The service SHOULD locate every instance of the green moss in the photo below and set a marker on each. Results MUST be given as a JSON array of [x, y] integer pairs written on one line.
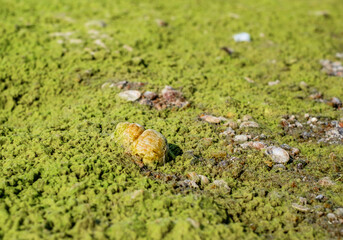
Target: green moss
[[63, 176]]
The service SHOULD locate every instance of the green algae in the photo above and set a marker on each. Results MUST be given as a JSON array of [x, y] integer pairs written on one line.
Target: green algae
[[63, 176]]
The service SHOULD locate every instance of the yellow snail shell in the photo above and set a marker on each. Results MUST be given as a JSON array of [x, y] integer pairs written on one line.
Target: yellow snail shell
[[148, 145]]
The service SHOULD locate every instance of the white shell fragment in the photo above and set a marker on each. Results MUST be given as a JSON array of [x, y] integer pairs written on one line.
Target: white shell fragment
[[277, 154], [130, 95]]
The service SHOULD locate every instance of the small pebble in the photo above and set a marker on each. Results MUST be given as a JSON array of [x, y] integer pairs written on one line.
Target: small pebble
[[277, 154], [320, 197], [273, 83], [232, 124], [300, 207], [303, 200], [258, 145], [210, 118], [220, 184], [249, 124], [228, 132], [246, 118], [130, 95], [240, 138], [325, 182], [285, 146], [100, 43], [332, 217], [97, 23], [279, 166], [295, 151], [128, 48]]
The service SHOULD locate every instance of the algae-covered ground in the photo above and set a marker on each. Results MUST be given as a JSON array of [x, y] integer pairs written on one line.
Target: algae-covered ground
[[62, 175]]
___
[WHAT THIS TASK INVOLVES]:
Please rewrite the records from their start through the line containing "151], [128, 48]]", swapping "marker" for "pin" and changing nothing else. Leave the pictures out of your answer.

[WRITTEN SOLUTION]:
The service SHOULD locate every instance of the green moss in the photo below and set a pin on each. Results MUST be given as a JSON array of [x, y] integer pairs written on one line.
Target: green moss
[[63, 176]]
The service SHOULD locate every instance of the green algae in the photo above and set a pin on each. Results MUST be given as a JSON array of [x, y] integer pairs written on one line.
Target: green algae
[[63, 176]]
The service SHOULD locate every instance of the yellow snail shell in the photo above and set a pin on each. Results MUST be given as a JSON array of [x, y] integer pairs written on one line.
Target: yellow snail shell
[[148, 145]]
The service SHOULD locate every instance of the white shell fragment in the photo above and set a pin on each. Results MUST be given as a JSON array of [x, y] integer pairs written on one line.
Target: white shell fragment
[[277, 154], [130, 95]]
The service SHOULD locate every instance of the small pebble in the photo above and set a pin on each. Results MUST be given as a JSON array of [x, y] integer pairs written on one line.
Target: small pebble
[[277, 154], [320, 197], [273, 83], [232, 124], [300, 207], [303, 200], [258, 145], [210, 118], [220, 184], [249, 124], [228, 132], [246, 118], [130, 95], [240, 138], [325, 182], [285, 146], [100, 43], [332, 217], [97, 23], [279, 166], [295, 151], [128, 48]]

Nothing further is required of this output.